Extracted records start
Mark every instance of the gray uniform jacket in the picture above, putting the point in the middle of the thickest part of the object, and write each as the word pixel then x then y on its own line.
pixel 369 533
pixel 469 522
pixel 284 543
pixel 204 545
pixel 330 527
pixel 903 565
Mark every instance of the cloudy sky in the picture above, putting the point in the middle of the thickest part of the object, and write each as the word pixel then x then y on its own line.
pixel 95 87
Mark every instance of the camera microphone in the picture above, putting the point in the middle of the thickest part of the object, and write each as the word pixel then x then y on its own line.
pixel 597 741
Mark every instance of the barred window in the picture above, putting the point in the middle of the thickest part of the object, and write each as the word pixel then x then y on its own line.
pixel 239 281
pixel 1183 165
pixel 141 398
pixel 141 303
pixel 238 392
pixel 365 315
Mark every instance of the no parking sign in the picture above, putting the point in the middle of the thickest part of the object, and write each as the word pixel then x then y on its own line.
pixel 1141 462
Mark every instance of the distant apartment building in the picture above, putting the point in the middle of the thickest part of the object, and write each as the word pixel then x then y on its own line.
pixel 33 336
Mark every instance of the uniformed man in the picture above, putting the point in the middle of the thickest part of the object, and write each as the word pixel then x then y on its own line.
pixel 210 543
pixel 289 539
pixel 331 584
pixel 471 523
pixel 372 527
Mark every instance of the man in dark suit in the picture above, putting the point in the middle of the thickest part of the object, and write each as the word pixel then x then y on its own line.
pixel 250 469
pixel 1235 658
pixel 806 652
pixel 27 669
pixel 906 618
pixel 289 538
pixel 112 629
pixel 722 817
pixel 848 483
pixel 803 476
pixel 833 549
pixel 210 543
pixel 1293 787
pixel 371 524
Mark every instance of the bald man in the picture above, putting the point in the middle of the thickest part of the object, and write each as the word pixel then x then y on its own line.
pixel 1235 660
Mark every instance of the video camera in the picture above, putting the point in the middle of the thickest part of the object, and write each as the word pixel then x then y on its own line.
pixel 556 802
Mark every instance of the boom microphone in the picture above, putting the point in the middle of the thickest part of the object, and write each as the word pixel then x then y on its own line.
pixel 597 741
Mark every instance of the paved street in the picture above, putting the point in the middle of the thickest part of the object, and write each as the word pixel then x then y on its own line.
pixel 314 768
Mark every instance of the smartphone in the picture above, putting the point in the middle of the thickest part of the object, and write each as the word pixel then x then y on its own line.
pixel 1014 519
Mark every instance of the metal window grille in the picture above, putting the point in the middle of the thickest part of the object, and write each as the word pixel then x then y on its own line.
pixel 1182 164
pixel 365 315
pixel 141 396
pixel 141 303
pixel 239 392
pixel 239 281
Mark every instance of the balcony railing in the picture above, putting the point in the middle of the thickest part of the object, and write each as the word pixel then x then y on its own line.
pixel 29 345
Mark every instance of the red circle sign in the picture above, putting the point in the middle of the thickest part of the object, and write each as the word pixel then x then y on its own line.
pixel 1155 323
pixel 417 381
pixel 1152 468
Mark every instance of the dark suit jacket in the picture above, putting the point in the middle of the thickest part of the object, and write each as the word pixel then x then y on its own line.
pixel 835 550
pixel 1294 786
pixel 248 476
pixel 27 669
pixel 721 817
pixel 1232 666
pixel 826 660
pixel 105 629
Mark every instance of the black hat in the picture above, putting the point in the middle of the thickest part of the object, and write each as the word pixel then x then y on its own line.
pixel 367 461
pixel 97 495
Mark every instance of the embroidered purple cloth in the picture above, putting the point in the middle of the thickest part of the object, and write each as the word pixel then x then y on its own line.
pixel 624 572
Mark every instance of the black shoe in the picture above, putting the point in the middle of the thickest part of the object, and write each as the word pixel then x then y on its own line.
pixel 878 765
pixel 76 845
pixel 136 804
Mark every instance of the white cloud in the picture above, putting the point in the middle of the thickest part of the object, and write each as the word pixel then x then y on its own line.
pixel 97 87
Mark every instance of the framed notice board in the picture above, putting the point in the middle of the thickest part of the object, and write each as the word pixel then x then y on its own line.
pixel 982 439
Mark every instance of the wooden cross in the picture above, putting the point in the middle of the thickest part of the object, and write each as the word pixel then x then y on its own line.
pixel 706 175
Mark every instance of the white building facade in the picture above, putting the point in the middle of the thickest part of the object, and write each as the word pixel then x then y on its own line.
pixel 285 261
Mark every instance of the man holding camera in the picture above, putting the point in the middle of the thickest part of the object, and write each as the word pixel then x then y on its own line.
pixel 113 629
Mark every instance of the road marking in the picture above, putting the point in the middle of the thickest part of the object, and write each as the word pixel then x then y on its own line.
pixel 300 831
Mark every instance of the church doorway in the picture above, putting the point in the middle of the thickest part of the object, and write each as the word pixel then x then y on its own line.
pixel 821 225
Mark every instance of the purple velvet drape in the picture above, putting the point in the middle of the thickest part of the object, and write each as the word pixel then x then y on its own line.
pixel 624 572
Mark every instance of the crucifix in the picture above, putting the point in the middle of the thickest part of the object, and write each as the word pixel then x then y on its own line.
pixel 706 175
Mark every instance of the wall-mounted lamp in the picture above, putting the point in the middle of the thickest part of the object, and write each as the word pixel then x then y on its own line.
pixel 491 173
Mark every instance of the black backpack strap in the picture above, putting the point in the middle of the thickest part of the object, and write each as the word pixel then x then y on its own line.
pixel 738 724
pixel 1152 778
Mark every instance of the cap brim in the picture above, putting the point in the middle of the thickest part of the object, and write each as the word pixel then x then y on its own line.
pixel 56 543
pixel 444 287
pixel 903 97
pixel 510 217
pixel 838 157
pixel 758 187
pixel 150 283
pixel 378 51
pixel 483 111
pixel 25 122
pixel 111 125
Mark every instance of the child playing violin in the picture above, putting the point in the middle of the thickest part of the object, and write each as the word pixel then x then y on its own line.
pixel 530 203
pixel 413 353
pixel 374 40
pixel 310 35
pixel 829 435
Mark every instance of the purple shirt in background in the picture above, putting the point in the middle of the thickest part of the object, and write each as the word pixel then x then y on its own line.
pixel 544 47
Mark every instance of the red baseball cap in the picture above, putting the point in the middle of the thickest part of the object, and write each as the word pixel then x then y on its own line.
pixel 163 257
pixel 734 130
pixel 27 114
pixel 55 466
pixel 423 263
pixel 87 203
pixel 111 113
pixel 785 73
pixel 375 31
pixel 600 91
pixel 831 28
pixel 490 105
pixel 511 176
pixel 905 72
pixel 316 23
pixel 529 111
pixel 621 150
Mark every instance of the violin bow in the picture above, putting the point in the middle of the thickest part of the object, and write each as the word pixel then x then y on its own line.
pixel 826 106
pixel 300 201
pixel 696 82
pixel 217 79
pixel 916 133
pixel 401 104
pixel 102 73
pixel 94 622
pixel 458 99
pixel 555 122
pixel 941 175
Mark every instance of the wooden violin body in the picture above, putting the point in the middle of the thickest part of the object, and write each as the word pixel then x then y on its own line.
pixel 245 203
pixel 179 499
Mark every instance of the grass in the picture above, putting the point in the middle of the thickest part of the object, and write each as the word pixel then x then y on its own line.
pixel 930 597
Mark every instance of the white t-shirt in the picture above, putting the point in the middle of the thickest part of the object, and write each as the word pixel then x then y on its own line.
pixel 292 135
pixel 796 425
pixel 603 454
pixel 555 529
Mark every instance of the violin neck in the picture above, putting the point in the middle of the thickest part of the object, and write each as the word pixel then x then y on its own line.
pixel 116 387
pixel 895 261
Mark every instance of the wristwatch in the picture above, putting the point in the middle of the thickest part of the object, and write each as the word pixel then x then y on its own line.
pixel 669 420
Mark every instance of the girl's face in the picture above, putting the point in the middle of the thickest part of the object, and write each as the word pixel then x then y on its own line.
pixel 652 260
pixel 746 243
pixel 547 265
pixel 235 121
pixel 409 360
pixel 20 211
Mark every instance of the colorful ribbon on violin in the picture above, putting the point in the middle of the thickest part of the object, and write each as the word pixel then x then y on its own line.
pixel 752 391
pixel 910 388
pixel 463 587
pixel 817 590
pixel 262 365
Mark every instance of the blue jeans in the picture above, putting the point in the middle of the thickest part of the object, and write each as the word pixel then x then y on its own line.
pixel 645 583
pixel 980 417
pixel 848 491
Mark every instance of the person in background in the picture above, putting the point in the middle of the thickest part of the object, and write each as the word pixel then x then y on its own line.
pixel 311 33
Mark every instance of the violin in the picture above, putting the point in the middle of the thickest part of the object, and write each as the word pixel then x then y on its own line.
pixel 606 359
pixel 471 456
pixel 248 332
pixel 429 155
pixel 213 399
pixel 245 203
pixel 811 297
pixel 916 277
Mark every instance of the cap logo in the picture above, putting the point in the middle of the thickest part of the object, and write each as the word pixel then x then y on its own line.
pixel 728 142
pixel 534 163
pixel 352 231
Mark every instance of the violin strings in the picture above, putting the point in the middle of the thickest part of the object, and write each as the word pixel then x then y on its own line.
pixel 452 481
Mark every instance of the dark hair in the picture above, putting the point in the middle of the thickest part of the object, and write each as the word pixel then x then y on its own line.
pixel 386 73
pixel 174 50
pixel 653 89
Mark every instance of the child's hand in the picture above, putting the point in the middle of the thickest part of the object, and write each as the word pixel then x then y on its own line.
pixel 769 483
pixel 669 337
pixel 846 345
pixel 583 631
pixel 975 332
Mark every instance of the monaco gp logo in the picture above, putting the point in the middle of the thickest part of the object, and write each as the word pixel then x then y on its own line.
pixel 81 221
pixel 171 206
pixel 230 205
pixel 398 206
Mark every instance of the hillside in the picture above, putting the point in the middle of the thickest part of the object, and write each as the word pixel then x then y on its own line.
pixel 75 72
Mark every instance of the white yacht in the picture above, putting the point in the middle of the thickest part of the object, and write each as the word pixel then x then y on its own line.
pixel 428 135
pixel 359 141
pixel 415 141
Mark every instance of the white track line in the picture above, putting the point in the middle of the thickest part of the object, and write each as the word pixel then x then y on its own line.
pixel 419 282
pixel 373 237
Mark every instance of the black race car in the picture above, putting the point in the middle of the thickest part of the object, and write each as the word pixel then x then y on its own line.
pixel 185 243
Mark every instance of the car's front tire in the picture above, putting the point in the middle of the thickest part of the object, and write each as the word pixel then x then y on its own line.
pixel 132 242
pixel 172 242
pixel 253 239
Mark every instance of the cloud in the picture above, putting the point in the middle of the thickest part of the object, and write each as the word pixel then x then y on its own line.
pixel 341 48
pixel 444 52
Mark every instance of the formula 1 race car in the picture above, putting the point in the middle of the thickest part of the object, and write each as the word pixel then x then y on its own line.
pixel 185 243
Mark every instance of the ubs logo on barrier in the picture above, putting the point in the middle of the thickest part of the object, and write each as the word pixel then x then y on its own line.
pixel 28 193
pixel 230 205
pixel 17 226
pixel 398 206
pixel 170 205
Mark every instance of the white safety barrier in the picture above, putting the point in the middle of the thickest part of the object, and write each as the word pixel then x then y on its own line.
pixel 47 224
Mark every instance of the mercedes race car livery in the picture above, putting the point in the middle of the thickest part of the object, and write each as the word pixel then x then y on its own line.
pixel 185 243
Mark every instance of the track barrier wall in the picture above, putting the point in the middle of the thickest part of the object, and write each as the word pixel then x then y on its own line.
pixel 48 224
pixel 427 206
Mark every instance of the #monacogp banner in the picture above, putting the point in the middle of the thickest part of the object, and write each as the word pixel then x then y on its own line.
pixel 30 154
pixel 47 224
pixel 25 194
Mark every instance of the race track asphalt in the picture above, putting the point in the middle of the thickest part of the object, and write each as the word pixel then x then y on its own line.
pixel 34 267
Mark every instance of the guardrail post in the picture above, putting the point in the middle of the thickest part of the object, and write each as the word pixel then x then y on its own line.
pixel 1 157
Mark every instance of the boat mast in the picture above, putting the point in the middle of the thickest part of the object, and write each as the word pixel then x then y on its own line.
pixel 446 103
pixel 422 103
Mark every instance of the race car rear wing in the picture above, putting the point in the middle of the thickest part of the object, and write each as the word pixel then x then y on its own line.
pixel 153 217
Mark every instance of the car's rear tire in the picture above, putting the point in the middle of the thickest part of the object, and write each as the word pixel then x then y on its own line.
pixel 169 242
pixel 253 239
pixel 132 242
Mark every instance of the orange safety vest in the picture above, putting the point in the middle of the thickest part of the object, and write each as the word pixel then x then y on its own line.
Extracted records end
» The problem: Copy out everything from the row containing "Mark every instance of the white t-shirt" down to the row containing "pixel 669 420", swapping "wristwatch" for "bracelet" and leaving every other word and number unchanged.

» Response to this exercise:
Mark every instance of the white t-shirt in the picture above, putting the point in the middle of the thickest part of the object, and write each as the word pixel then x then y on its own line.
pixel 292 135
pixel 796 425
pixel 603 454
pixel 555 529
Mark every instance of the violin neck in the picture above, putting the point in the middle of the thickest part of the object, and write each as the word pixel then x then y on its own line.
pixel 116 387
pixel 895 261
Mark every instance of the bracelet in the picture above, putting the point in the middle of the thickest part of the object, and write each as the word pixel then x then y on its own line.
pixel 669 420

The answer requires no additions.